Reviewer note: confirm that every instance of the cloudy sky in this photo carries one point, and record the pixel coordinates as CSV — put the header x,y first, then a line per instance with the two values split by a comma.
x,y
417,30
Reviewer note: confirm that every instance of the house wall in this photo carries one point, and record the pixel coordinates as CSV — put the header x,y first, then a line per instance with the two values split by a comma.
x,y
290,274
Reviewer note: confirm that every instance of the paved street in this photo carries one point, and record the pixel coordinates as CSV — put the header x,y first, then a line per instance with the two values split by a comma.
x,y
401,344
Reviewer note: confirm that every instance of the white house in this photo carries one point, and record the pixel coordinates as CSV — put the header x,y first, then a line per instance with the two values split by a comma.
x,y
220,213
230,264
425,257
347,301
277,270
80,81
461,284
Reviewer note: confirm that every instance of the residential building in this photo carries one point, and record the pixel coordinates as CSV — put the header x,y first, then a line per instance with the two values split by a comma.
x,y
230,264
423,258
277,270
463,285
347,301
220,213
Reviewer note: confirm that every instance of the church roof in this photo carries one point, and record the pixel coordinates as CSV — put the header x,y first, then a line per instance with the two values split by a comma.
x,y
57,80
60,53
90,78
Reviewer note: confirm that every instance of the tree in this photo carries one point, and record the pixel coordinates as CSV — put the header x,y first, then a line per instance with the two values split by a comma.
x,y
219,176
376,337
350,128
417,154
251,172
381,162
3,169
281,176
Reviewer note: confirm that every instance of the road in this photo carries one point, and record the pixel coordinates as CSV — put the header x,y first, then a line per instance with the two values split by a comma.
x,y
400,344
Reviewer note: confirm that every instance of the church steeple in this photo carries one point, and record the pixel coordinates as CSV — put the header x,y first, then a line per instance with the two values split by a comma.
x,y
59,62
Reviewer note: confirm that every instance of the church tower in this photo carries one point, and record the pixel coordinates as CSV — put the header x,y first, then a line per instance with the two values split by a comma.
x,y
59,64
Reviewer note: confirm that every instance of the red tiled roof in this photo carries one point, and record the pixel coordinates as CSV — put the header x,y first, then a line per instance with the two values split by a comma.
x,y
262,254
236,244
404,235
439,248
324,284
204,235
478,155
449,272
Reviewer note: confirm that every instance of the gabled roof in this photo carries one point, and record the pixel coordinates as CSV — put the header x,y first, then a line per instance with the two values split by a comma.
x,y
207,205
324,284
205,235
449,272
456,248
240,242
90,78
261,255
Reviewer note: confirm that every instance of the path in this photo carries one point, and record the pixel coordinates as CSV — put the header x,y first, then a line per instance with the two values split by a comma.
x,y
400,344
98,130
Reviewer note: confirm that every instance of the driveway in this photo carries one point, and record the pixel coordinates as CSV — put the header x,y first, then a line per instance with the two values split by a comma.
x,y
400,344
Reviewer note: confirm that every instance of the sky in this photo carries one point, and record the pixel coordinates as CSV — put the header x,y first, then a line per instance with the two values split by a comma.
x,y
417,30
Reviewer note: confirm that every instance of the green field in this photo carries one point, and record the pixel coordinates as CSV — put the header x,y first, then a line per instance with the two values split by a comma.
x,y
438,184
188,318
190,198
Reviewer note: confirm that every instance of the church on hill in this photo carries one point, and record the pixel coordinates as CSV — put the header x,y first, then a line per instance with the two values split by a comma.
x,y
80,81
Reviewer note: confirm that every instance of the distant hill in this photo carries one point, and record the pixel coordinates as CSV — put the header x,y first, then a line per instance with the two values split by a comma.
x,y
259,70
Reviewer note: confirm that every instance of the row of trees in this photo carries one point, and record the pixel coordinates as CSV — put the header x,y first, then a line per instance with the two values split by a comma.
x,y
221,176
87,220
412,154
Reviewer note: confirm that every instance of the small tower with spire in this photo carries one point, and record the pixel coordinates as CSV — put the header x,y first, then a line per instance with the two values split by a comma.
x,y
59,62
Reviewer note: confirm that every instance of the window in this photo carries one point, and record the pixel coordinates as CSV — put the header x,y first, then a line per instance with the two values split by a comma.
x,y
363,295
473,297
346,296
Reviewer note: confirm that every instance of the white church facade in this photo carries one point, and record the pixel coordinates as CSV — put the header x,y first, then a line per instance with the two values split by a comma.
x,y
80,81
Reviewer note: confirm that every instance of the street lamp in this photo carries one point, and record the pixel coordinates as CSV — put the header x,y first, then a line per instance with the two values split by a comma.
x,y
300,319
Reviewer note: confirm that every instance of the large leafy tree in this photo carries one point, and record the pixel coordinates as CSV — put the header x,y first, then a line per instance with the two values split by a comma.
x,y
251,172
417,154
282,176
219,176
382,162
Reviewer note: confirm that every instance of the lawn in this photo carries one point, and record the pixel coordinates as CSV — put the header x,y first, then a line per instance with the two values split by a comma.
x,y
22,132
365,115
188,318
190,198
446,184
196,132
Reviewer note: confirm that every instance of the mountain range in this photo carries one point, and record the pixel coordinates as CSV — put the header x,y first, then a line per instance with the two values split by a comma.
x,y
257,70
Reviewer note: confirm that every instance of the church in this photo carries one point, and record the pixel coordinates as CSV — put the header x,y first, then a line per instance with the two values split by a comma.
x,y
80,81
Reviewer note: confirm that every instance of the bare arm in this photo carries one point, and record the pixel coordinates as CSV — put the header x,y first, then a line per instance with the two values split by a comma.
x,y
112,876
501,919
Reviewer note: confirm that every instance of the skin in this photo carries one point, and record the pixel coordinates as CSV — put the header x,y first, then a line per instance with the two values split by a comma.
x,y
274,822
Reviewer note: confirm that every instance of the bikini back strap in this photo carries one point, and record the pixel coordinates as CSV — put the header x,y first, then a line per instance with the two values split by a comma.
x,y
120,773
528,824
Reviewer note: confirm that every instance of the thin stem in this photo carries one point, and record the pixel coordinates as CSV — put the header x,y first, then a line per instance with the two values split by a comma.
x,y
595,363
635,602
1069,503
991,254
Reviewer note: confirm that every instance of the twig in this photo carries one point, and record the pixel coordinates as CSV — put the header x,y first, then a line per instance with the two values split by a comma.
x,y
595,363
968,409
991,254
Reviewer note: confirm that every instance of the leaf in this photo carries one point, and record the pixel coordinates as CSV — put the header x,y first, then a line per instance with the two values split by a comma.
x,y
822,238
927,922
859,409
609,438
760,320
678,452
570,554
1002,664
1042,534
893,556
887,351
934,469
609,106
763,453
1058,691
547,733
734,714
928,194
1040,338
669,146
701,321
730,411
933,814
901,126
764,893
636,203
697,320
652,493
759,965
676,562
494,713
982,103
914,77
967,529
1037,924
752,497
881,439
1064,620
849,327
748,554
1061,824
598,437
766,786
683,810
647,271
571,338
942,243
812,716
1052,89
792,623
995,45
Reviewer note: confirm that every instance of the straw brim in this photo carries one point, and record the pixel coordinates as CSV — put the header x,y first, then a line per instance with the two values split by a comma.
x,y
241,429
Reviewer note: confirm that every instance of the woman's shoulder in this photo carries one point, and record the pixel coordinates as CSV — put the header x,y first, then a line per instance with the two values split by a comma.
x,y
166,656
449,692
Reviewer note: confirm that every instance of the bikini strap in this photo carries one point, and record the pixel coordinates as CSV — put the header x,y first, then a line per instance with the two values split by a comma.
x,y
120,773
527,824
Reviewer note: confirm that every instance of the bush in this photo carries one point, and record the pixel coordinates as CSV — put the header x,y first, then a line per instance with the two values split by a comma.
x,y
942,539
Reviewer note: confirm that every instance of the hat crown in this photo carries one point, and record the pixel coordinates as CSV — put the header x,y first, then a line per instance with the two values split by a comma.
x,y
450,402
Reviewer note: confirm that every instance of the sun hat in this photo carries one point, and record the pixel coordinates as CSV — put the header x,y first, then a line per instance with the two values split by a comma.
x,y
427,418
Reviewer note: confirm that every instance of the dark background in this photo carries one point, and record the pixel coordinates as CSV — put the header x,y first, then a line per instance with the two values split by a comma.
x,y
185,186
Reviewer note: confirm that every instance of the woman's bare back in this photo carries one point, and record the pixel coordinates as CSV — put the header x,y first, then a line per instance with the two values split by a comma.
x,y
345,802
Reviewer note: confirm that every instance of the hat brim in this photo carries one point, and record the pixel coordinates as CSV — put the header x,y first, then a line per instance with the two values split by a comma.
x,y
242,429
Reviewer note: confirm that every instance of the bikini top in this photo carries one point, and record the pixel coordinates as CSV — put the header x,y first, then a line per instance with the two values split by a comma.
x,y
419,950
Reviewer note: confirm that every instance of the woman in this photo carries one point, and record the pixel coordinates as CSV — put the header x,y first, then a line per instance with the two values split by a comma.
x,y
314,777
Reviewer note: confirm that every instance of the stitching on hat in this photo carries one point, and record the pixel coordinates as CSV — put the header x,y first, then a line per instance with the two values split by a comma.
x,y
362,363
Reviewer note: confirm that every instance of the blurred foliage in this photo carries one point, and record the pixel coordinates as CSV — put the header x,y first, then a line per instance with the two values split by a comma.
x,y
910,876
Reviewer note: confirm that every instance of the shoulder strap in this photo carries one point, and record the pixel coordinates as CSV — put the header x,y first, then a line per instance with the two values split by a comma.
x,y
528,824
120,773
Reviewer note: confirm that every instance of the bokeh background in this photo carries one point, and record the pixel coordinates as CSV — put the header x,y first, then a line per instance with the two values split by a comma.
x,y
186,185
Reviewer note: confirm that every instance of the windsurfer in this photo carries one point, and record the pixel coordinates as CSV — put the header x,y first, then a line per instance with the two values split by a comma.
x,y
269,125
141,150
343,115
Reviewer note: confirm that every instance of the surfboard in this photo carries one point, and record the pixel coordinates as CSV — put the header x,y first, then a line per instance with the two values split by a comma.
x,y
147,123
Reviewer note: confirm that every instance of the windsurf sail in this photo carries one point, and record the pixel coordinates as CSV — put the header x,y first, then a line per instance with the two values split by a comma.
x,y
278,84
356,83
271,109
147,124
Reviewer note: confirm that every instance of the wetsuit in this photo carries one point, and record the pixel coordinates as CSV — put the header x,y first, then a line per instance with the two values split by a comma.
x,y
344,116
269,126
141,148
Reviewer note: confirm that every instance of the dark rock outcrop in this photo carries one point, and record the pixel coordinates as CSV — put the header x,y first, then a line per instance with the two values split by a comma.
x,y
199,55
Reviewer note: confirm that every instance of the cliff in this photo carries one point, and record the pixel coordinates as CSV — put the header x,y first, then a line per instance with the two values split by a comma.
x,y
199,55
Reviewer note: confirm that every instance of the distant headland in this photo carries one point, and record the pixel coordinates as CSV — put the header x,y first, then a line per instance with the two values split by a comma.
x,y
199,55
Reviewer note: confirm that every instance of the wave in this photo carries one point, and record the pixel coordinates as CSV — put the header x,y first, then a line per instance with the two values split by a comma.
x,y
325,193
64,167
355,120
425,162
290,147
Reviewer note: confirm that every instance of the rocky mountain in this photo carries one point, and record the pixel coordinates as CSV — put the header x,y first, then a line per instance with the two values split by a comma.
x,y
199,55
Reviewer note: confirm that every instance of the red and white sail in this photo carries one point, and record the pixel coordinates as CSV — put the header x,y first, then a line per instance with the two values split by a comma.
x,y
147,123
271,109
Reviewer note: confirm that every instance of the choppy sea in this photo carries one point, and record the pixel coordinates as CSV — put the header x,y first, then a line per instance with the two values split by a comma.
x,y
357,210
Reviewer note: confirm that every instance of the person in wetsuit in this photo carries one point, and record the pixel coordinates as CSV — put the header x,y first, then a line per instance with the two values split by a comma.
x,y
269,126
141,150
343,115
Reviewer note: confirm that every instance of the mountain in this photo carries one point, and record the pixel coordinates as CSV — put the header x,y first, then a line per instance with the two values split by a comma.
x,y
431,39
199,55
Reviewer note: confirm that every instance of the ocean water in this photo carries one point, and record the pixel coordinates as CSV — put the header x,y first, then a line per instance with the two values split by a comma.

§

● EXERCISE BRIEF: From the line containing "the distant headland" through the last line of the records above, reproduce every line exactly.

● RESULT FOR THIS TASK:
Reviewer note: confirm that every instance of the distant headland in this photo carries one point, and record the pixel coordinates as CSV — put the header x,y first, then a line per instance with the two values split by a comma.
x,y
199,55
Reviewer note: confirm that every instance of the wave in this photo carries one point, and record the pixel coordinates as CSV — put the header x,y first, then a line per instance with the two values split by a comma.
x,y
325,193
64,167
355,120
425,162
290,147
Reviewer note: confirm that every instance of the rocky mountain in this photo carries one point, and record the pixel coordinates as CSV — put the header x,y first, then a line per instance with the two values split by a comma.
x,y
199,55
Reviewer note: confirm that every instance of the red and white sail in this photo carries one point, and record the pixel coordinates as CSV — put the header x,y first, then a line per instance with the two values split by a comma.
x,y
147,123
271,109
Reviewer note: confirm that every instance of the choppy sea in this photo carries one point, and record the pixel coordinates as CSV — put the header x,y first, then a line per instance with the two values split by a comma.
x,y
357,210
Reviewer note: confirm that every instance of the person in wetsuit in this photo carries one point, and record the pixel coordinates as CSV — put the header x,y first, then a line per instance with the two values split by a comma.
x,y
269,126
141,150
343,115
Reviewer note: confirm that every instance of the mountain in this photo carries one point, and record the pixel coordinates as CSV — put the header x,y first, then a line per instance with the two values split by a comma.
x,y
431,39
199,55
Reviewer note: confirm that every instance of the ocean water in this photo carries one point, and record the pixel coordinates as CSV — put the header x,y first, then a line per instance with the two values split by a comma.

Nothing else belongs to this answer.